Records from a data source
# # #
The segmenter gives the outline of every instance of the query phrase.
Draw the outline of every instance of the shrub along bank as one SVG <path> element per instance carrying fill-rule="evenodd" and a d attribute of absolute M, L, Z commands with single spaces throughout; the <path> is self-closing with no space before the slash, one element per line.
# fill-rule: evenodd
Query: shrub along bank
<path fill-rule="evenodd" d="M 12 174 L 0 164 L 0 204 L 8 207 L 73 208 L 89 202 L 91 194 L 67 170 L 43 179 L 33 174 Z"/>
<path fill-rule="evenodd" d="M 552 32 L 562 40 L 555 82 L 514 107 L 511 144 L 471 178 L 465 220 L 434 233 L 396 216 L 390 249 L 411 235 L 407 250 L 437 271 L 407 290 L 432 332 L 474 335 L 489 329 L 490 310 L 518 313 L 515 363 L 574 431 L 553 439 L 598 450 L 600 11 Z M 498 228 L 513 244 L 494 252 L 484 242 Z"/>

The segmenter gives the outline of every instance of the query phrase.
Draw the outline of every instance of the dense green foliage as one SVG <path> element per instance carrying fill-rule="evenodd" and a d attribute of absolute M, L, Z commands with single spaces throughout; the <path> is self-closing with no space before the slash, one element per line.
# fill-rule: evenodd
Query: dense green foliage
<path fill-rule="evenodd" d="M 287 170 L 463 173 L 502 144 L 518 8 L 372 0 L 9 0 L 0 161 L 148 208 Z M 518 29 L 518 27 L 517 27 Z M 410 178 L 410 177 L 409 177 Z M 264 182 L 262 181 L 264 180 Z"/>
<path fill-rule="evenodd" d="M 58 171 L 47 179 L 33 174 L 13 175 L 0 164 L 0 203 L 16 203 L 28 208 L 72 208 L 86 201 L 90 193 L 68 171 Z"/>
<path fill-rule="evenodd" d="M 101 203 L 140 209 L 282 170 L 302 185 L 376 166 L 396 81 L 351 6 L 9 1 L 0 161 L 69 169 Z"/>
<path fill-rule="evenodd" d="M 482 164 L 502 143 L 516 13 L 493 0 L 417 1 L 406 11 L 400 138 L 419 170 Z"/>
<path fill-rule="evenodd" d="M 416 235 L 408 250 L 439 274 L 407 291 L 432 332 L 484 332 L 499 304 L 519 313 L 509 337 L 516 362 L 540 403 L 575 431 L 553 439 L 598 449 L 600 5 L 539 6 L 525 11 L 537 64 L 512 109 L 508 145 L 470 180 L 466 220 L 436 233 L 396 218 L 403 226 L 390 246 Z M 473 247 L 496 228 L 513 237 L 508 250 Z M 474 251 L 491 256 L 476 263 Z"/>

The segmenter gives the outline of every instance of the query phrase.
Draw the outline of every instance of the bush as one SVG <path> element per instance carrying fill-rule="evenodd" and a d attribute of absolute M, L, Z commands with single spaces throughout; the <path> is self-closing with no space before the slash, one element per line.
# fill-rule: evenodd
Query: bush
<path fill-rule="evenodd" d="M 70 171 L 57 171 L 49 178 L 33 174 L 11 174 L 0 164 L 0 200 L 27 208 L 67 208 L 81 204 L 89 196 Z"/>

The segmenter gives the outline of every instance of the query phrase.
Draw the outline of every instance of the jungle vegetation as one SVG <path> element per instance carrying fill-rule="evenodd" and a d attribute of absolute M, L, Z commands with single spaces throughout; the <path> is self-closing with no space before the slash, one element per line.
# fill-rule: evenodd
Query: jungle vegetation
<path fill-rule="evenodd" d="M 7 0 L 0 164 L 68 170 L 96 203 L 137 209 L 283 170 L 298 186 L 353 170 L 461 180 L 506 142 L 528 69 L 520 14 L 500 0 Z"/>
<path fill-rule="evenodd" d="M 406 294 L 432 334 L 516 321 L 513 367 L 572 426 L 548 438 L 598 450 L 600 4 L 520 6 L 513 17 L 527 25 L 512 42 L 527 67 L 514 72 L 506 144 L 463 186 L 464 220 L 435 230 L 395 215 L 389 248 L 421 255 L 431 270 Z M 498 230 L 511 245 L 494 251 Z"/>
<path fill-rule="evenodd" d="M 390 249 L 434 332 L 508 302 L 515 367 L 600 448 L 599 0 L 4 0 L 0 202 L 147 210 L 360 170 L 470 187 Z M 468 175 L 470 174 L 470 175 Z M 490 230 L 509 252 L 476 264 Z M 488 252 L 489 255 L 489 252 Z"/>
# # #
> _Description of the task_
In the entries above, how many lines hold "throughout"? Answer with the number alone.

> _Problem solution_
4